◆ **Items listed in a dataset**
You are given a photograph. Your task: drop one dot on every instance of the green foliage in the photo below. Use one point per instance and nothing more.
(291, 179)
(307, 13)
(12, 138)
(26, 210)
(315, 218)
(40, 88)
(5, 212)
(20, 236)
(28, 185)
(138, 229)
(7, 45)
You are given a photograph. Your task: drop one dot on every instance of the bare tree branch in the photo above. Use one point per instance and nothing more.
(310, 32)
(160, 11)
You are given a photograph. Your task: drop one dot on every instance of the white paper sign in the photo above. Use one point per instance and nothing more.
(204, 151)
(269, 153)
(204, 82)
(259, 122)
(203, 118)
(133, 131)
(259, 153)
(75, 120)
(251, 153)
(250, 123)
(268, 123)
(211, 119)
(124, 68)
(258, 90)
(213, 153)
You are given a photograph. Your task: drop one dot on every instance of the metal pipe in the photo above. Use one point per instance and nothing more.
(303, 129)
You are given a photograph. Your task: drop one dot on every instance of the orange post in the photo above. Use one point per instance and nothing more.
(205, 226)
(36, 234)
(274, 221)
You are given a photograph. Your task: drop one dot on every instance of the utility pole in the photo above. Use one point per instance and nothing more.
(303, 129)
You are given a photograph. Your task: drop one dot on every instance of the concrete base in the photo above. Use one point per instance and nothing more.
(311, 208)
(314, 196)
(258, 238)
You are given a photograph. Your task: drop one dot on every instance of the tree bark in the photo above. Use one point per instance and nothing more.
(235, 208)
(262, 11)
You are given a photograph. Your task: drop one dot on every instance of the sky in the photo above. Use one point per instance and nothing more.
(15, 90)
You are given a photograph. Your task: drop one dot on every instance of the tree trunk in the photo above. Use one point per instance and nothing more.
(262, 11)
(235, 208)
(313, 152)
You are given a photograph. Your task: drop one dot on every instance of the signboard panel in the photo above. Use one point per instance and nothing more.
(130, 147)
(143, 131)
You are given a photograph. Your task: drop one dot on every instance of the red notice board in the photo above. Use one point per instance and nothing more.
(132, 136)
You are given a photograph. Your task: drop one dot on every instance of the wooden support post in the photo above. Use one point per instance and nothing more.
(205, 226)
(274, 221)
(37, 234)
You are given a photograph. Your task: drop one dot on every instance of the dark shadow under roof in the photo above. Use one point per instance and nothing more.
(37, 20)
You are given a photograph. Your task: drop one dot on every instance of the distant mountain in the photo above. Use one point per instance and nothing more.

◆ **PROMPT**
When you reach the end of the data, write every line out again verbatim.

◆ **SOLUTION**
You are given a photograph. Your task: drop one dot on every instance of the green foliage in the photo below. Use one point per instance and nothing more.
(291, 179)
(307, 13)
(12, 138)
(26, 210)
(315, 218)
(40, 88)
(5, 212)
(20, 236)
(28, 185)
(138, 229)
(7, 45)
You are given a photograph. Your task: drop one dot on every instance of the bare tree branch in the photo above. Use one point per instance and nothing more.
(310, 32)
(160, 11)
You are given a photograph. Your task: drop one dot on every instance of the white paper sign in the photo above. Use one point per instance and nothing more.
(204, 151)
(269, 153)
(204, 82)
(259, 122)
(203, 118)
(133, 131)
(259, 153)
(75, 120)
(251, 153)
(250, 123)
(268, 123)
(211, 119)
(124, 68)
(258, 90)
(213, 153)
You are given a photograph. Your task: drop one dot on every instance of the metal pipe in the photo above. Use one point per instance and nothing more.
(303, 129)
You are given a photograph. Your task: drop one dot on every instance of the orange post in the photo above. Use one point per instance and nothing more.
(205, 226)
(36, 234)
(274, 221)
You are given a photograph. Your task: drop one dot on every instance of the utility pole in the photo above. Use one point per instance and nothing more.
(303, 129)
You are given a photograph. Your task: drop one dot on every instance of the concrete base in the photo above. Use one point per instance and nothing more.
(311, 208)
(314, 196)
(258, 238)
You are given a photograph. Your task: drop one dot on every instance of the tree bark in the photo above. Use one point per instance and nothing more.
(235, 208)
(262, 11)
You are given a photograph. Your task: drop one dot on every instance of the sky in the photo above. Use one point per instance and nothing more.
(15, 90)
You are given a photograph. Your task: drop one dot on every instance of the tree trunk in the photo above. Use one point per instance and nothing more.
(262, 11)
(235, 208)
(313, 152)
You are given a photograph. Your task: drop one dot on every instance of the signboard panel in the photo above. Use one point per instance and nothing more.
(130, 147)
(143, 131)
You are given a photograph. Your task: drop one dot on every instance of the red notice board in the photo above. Use one point per instance and nothing more.
(132, 136)
You are given a photograph. Your task: drop one dot on every instance of the wooden support post in the photo above. Use one point per instance and nothing more.
(205, 226)
(274, 221)
(37, 234)
You are given a photograph. Your task: drop one dot on every instance of the dark shadow under roof in the photo above. Use one point per instance and nothing more.
(37, 20)
You are given a photograph. Your task: drop one dot on every instance of the distant mountain in the photo above. Use one point per instance and nothing more.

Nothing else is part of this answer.